__Work request__:
Return each line of the listing that contains the string "window".

__Input records__:

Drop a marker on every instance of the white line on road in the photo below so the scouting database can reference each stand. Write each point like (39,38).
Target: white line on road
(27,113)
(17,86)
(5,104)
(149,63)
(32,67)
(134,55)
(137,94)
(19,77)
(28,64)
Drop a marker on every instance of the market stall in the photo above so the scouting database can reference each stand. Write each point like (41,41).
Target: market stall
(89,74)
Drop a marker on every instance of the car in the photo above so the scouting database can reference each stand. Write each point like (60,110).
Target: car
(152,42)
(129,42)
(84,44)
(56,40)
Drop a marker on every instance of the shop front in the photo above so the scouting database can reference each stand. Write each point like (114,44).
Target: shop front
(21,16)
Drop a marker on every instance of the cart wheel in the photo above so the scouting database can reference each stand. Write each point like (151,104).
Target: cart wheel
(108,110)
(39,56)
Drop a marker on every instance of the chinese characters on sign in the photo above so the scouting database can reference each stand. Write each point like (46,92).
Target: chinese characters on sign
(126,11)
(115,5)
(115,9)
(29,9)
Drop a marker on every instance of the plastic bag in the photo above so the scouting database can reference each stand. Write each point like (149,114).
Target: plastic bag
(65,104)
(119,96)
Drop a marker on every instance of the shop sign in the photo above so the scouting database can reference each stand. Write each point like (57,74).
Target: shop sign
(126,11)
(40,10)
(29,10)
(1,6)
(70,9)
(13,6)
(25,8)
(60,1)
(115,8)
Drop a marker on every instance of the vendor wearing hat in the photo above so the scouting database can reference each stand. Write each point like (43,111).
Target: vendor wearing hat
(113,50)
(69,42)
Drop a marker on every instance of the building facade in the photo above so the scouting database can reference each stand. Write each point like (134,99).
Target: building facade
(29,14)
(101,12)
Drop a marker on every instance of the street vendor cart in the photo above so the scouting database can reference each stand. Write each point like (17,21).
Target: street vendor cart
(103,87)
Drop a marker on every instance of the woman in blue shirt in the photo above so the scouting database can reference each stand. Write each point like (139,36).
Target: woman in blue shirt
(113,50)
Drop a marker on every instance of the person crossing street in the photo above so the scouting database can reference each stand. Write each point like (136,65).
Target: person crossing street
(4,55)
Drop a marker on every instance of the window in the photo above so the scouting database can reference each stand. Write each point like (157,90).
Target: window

__Exercise result__:
Drop a marker on every instance of the window in the photo above so the scouting database can reference each stand. Write each point like (157,90).
Target: window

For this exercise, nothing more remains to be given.